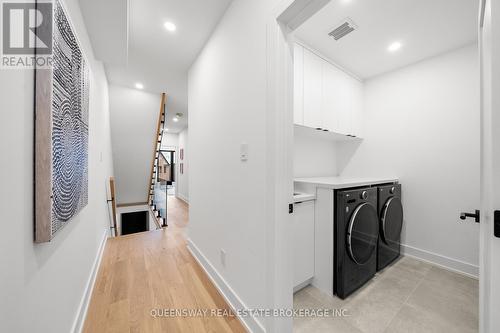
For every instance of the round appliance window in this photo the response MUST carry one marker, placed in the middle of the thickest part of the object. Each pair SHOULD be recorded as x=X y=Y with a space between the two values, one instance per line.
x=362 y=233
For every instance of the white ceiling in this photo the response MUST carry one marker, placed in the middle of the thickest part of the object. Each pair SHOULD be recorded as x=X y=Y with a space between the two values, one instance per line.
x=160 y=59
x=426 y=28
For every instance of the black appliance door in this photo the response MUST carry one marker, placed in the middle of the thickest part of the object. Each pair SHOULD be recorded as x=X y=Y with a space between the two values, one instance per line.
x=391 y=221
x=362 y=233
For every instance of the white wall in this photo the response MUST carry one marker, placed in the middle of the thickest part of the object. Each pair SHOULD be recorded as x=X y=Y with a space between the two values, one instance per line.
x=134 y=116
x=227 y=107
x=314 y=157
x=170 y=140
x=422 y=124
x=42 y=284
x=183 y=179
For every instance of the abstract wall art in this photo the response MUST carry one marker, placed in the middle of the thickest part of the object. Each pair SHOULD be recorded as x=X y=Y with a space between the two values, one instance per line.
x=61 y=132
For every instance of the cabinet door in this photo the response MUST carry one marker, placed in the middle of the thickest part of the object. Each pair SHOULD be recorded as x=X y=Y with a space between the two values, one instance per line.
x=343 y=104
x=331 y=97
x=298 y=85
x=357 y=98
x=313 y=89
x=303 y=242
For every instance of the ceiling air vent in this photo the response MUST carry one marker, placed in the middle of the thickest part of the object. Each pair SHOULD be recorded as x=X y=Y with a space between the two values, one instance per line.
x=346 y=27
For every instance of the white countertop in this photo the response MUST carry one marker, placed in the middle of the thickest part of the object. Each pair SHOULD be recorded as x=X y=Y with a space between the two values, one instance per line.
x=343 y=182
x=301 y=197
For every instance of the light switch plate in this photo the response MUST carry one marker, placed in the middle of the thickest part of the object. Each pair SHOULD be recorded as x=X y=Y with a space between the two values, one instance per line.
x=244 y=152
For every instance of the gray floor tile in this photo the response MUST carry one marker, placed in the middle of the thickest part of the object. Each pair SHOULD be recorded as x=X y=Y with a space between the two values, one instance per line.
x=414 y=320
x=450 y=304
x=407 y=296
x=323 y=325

Work instructions →
Omitting all images, print the listing exactly.

Response to this task →
For every instance of the round appliance window in this photo the response MUST carry one marker, placed in the middle of the thickest part of the object. Each pair SHOULD be recorded as x=X y=Y with a space between the two values, one instance per line.
x=362 y=233
For every instance of the white ceiling in this photo the response MUST carry one marker, placed in the middle of the thickest part of the object. Each pair SHOULD be recorded as x=X y=Y with a space between the two values, one instance per line.
x=160 y=59
x=426 y=28
For every instance of the black appliance door in this photo the response MUST carry one marker, placed in the middle of the thickest part of the object. Each pair SHOULD be recorded as x=X y=Y with a space between the two values, one instance per line.
x=391 y=221
x=362 y=233
For every instance of the white wall in this photo the response MUST carry one marker, placed in the middle of the thickest part of the object. Each pair SHOULD be recorded as x=X y=Y with a space between the two values, one instance per line.
x=134 y=116
x=227 y=107
x=314 y=157
x=170 y=140
x=422 y=124
x=42 y=284
x=183 y=179
For every instance of the abstract wall art in this photo the response MUST carry one marker, placed in the middle of the thickest part of the object. Each pair SHOULD be recorded as x=X y=Y with a space between the two values, one instance per line.
x=61 y=132
For every instance of the cabinet door in this photo the response MUST carry one marker, placed in the middle of the thickest part of the object. Each pair SHOULD be recorded as x=X y=Y with a space between the two values, one instance per line.
x=343 y=104
x=331 y=97
x=298 y=85
x=357 y=98
x=313 y=89
x=303 y=242
For every instance of the ceiling air vent in this photo the response MUST carry one marker, placed in the middle of the thickest part of the object. Each pair SHOULD be recorded as x=X y=Y with a space between the two values, one instance per line.
x=346 y=27
For every instance of the white countertop in this photo the response MUST carry one marker, placed in the middle of the thickest part of the object. Each pair SHOULD be recorded as x=X y=Y with a space between the two values, one instance per line.
x=343 y=182
x=301 y=197
For every instance of the light switch plate in this photo the response MUST carry one marker, placed in the middle of the thickest part of the object. Each pair SHOULD be recorded as x=X y=Y with a space between the two values, one instance per line.
x=244 y=152
For every instance of the gray floor tile in this photo the response MUST carry one marker, placed in the middle of the thickest part of the object. Each pair SHOULD be recorded as x=X y=Y with a space between the two values, one instance per line.
x=414 y=320
x=450 y=304
x=407 y=296
x=323 y=325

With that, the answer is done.